* _Task details_
Copy every one of the records below word for word.

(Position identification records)
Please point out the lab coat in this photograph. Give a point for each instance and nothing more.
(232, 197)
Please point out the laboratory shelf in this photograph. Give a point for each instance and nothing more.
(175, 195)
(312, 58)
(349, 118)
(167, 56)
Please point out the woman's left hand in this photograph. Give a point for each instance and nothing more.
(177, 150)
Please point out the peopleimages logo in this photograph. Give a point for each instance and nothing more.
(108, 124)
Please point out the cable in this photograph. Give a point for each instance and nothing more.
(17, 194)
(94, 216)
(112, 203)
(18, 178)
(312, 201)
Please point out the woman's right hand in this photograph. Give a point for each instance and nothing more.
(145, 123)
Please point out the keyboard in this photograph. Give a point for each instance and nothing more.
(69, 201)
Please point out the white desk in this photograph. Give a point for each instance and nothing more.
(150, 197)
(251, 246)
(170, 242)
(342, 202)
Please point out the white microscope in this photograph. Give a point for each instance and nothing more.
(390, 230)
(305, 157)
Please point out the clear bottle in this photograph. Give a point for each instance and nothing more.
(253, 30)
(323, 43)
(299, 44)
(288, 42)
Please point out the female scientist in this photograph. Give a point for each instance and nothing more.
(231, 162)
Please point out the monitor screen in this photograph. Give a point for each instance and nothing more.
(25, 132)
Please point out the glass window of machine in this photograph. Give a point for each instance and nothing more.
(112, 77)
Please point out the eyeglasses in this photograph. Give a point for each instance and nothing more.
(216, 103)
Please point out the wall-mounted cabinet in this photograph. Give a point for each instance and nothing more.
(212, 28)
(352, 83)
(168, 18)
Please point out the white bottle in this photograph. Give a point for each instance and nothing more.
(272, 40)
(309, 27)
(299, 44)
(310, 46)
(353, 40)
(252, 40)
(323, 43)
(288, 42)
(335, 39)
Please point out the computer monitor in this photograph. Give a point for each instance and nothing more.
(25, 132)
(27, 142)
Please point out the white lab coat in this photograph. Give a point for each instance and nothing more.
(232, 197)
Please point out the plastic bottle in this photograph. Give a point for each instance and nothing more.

* _Answer to this problem_
Please point out the lab coat in this photograph. Give a point for each instance and nothing more.
(232, 197)
Please point out the laboratory shelf in this photograph. Give a point for each instance and nothing more.
(175, 195)
(312, 58)
(349, 118)
(167, 56)
Please point out the woman's left hand in this photograph. Give a point for each instance and nothing more.
(177, 150)
Please point out the peopleimages logo in this photograph. Give a point for each instance and nothing more.
(108, 124)
Please point out the cable in this photograph. Give a point for each instance and nothing more.
(17, 194)
(94, 216)
(112, 203)
(18, 178)
(312, 201)
Please point out the woman's right hand in this photograph. Give a point for each instance and nothing more.
(145, 123)
Please point out the keyboard in this photograph. Give a point for each instance and nothing more.
(69, 201)
Please point out the white desk in this photograph. Give a point for each instance and nothing more.
(150, 197)
(251, 246)
(170, 242)
(342, 202)
Please point out the white microscope in this photograph. Give a point for each instance and nothing more.
(390, 230)
(305, 157)
Please point out the clear bottle in this photograph. Give a point for each instance and nothing more.
(253, 30)
(323, 43)
(299, 44)
(288, 42)
Please point out the female scientist in this photograph. Give a point for each instance and nothing more.
(231, 162)
Please point out the monitor screen in this photograph. Give a point for each instance and nothing more.
(25, 132)
Please point out the glass window of machine in this photograph. Give a point for each instance and nothing more.
(112, 77)
Please point out the eyeglasses in this photograph. Give a point for each instance and nothing more.
(216, 103)
Please point out the wall-mounted cabinet in this photograph. Give a point for each instance and nothing more.
(212, 28)
(352, 83)
(168, 18)
Please point out the white bottle in this photograph. Give a point for each instance and nothing more.
(272, 40)
(309, 27)
(299, 44)
(310, 46)
(353, 40)
(252, 40)
(323, 43)
(288, 42)
(335, 39)
Please point out the computer monitor in this photograph. Give a point for each instance and nothing more.
(25, 132)
(27, 142)
Please point out the white lab coat in this photograph. Give a point for each instance and nothing more.
(232, 197)
Please point out the plastic bottle in this photograph. Give a point for each instance and nothing more.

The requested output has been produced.